### Tâche à réaliser 1
D'après l'extrait sur la déclaration de soupçon, quelle recommandation du GAFI pose l'obligation de déclaration des opérations suspectes ?
### Tâche à réaliser 2
Recopiez sans modification la partie de l'extrait sur la déclaration de soupçon qui commence par les mots « Encore appelée l'obligation » et se termine par « comportant une anomalie. ».

### Extrait fourni

SECTION II : L'obligation de déclaration des opérations suspectes

Posée à la Recommandation 13 du GAFI en ce terme « si une institution financière soupçonne ou a des raisons suffisantes de soupçonner que des fonds provenant d'une activité criminelle, ou sont liés au financement du terrorisme, elles devraient être tenues, directement en vertu d'une loi ou d'une réglementation, de faire sans délai une déclaration d'opérations suspectes auprès de la cellule de renseignements financiers (CRF) », la déclaration de soupçon a été introduite au niveau communautaire par les règlements COBAC de 2005 et CEMAC de 2016 d'une part et d'autre part aux niveaux nationaux par les différents décrets relatifs à l'organisation et le fonctionnement des ANIF dans les Etats membres46.

Encore appelée l'obligation de déclaration des opérations suspectes, la déclaration de soupçon est une obligation qui consiste pour les organismes et les personnes qui y sont assujetties à déclarer à l'ANIF un certain nombre d'opérations considérées comme suspectes parce qu'elles peuvent être en lien avec des infractions de blanchiment des capitaux ou de financement du terrorisme47. Par ce qu'ils doivent connaitre leur clientèle, les organismes assujettis sont appelés à déclarer toute opération comportant une anomalie.

La notion de soupçon qui fonde l'obligation de déclaration n'a pas fait l'objet de définition, ni par le GAFI, ni par le législateur communautaire et encore moins par les législateurs nationaux des Etats membres. Toutefois, selon G. GUITTON, le soupçon est « une opinion défavorable à l'égard de quelqu'un, de son comportement, fondée sur des indices, des intuitions, mais sans preuves précises »48.

### Matériel fourni

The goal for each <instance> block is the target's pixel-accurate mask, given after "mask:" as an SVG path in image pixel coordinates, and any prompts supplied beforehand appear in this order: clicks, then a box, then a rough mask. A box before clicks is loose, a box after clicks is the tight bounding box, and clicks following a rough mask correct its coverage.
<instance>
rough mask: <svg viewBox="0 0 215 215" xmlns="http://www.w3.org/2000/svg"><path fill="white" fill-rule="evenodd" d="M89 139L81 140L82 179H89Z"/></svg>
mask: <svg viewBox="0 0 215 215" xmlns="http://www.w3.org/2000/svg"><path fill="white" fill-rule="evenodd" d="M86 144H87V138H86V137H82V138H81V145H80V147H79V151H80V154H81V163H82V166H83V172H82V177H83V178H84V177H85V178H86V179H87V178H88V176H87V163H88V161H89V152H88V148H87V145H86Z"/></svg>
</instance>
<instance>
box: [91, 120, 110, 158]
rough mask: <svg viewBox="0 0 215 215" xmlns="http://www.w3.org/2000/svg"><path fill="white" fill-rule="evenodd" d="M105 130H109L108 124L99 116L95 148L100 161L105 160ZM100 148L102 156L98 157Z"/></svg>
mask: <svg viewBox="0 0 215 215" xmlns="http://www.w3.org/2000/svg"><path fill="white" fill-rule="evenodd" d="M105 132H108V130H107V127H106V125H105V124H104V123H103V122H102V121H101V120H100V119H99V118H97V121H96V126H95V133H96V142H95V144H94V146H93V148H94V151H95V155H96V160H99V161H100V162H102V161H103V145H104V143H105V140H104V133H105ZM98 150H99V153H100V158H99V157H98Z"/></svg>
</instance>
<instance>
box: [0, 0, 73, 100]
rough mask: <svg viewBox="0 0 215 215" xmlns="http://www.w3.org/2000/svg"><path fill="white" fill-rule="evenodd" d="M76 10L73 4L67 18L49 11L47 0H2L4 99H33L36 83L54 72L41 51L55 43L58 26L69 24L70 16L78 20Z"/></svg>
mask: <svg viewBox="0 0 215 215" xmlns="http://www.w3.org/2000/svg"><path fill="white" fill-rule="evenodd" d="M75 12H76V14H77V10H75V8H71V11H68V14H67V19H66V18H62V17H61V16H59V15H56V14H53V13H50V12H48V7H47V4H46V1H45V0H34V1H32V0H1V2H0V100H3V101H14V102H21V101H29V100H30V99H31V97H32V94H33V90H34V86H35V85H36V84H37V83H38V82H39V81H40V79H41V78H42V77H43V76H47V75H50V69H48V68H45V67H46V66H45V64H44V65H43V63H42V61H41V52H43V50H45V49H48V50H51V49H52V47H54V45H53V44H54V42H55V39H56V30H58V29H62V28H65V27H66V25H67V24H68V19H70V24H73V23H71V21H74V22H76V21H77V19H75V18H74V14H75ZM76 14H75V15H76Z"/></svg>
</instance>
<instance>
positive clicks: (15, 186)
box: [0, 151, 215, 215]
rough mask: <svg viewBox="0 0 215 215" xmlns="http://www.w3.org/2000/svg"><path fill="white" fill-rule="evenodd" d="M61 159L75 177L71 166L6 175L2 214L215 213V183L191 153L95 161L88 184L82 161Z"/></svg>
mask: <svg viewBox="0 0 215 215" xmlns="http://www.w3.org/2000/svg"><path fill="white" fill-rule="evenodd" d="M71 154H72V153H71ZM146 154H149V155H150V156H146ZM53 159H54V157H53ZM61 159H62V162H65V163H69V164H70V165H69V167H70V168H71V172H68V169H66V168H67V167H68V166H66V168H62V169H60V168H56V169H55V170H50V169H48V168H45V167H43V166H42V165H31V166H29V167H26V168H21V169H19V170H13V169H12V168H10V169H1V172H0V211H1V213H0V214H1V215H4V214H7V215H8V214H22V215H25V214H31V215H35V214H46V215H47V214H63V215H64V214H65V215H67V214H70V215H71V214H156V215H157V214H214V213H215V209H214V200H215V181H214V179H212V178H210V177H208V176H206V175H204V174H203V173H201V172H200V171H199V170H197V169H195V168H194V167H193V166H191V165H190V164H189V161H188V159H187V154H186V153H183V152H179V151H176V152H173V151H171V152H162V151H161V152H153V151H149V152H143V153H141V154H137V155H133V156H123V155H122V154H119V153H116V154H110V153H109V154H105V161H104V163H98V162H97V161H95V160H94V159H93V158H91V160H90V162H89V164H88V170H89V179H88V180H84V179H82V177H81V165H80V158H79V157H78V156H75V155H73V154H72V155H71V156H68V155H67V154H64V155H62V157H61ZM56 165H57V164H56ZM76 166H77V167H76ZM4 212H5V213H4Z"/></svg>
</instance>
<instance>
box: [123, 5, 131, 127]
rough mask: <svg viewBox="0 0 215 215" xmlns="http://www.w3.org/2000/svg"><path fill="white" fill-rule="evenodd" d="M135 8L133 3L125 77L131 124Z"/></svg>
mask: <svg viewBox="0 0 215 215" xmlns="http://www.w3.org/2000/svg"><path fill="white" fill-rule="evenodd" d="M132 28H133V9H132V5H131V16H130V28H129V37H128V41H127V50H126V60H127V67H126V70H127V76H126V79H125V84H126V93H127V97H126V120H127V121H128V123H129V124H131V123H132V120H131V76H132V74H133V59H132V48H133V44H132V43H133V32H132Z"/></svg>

### Réponse attendue 1
La Recommandation 13 du GAFI.

### Réponse attendue 2
Encore appelée l'obligation de déclaration des opérations suspectes, la déclaration de soupçon est une obligation qui consiste pour les organismes et les personnes qui y sont assujetties à déclarer à l'ANIF un certain nombre d'opérations considérées comme suspectes parce qu'elles peuvent être en lien avec des infractions de blanchiment des capitaux ou de financement du terrorisme47. Par ce qu'ils doivent connaitre leur clientèle, les organismes assujettis sont appelés à déclarer toute opération comportant une anomalie.